_Text segment_:
=-=-=-=-=

Scientists have grown a perfectly compatible ear in a lab and grafted it onto a patient, in what they said was a world first in regenerative medicine.

The groundbreaking technique saw them use the patient’s own ear cartilage cells to form a new one.

Five children suffering from a condition known as microtia, in which the external ear is underdeveloped, have undergone the experimental surgery.

The first child to have the procedure two-and-a-half years ago was showing no signs the body has rejected or accidentally absorbed the new cells, the Chinese team who developed the procedure wrote when they published their findings in the journal EBioMedicine.

Currently the widely used treatments for microtia include the use of silicone prosthetic ears, or rib-cartilage reconstruction, which has mixed results.

The new technique involves taking a scan of the child’s unaffected ear, reversing the dimensions and 3D-printing a biodegradable mould punctuated with tiny holes.

Cartilage cells taken from the recipient’s other, unaffected ear are then used to fill the holes while the new ear is still in the lab.

Over three months the cartilage cells begin to grow in the shape of the mould, and the mould itself begins to break down.

While this process is underway, the ear is grafted onto the recipient.

“It’s a very exciting approach,” Tessa Hadlock, a reconstructive plastic surgeon at the Massachusetts Eye and Ear Infirmary in Boston, told New Scientist, which first reported on the research.

=-=-=-=-=

Collection entries
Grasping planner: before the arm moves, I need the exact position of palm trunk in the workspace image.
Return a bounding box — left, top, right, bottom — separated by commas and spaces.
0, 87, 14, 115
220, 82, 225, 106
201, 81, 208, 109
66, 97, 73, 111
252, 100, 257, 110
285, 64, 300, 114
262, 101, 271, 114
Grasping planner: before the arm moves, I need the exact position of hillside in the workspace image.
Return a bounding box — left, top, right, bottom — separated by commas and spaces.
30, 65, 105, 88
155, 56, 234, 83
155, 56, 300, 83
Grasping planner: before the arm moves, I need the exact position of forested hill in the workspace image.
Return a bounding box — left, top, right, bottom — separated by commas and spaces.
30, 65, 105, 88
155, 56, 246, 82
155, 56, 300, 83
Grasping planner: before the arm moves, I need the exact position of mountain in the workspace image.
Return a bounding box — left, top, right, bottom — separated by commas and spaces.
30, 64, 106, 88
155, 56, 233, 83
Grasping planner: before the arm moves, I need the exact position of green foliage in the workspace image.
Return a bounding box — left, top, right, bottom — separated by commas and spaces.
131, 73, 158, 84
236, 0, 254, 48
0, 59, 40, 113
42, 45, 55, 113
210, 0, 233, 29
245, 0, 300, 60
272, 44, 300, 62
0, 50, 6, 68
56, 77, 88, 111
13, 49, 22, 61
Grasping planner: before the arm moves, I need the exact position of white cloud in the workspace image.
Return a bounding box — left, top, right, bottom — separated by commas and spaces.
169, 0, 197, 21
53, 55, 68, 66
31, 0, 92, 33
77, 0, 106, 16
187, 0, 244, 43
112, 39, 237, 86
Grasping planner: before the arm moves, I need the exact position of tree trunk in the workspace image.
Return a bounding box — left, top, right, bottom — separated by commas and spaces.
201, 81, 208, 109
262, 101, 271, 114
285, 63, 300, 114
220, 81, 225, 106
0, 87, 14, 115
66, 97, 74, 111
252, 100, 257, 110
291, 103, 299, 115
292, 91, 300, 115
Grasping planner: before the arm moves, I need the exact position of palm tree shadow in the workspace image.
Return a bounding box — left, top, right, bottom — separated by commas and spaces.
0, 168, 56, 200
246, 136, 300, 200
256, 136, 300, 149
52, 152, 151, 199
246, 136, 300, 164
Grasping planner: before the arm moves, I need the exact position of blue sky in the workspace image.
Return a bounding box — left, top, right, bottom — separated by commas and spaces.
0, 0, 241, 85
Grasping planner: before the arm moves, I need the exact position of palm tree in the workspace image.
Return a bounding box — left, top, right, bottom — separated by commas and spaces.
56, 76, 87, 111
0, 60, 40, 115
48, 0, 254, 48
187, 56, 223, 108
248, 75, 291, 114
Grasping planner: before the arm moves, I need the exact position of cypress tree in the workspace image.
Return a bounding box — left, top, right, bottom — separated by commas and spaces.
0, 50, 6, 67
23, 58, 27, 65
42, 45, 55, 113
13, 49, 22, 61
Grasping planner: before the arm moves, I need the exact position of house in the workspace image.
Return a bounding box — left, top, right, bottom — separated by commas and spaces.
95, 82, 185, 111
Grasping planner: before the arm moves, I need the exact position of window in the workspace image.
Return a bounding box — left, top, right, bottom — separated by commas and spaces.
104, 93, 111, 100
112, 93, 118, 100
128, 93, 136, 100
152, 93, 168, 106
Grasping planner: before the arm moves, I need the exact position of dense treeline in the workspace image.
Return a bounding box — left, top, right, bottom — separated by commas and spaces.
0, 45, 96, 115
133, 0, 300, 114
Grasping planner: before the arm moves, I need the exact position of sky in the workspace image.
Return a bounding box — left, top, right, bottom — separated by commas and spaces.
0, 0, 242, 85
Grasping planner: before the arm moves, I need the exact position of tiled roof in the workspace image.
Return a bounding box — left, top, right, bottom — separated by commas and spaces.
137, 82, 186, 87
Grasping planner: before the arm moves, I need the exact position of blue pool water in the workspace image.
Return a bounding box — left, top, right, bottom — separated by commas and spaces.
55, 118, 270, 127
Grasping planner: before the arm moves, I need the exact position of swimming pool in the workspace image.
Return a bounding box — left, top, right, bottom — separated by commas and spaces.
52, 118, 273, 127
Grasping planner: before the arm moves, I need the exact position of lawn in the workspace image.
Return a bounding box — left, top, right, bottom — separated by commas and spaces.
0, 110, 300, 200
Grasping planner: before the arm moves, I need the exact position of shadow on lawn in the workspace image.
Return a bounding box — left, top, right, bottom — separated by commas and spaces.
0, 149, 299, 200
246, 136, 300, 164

=-=-=-=-=

_Exercise set_:
A – Edit the passage of the lab-grown ear text between "The first child" and "the journal EBioMedicine.", inclusive, replacing "findings" with "results".
B – Pick up the lab-grown ear text after its final sentence and continue it.

_Results of the exercise_:
A –
The first child to have the procedure two-and-a-half years ago was showing no signs the body has rejected or accidentally absorbed the new cells, the Chinese team who developed the procedure wrote when they published their results in the journal EBioMedicine.

B –
“They’ve shown that it is possible to get close to restoring the ear structure.”

The scientists will now monitor the recipients for at least five years to evaluate the success of the procedure. They will be checking whether the ears remain intact after the moulded scaffold has completely broken down, and working to refine the procedure in the hope of producing increasingly natural-looking ears.

The Vacanti mouse (Wikimedia)

The surgery was reportedly inspired by the so-called earmouse, a lab mouse which appeared to have a human ear growing on its back.

The 1997 experiment by a team in Massachusetts General Hospital in Boston, led by Charles Vacanti, sparked an outcry among animal rights activists and religious groups after the publication of a picture of the live mouse.

Misinformation about the technique, including that the mouse had been “genetically engineered” to grow the ear sparked protests, despite the fact the ear had been grafted onto the mouse.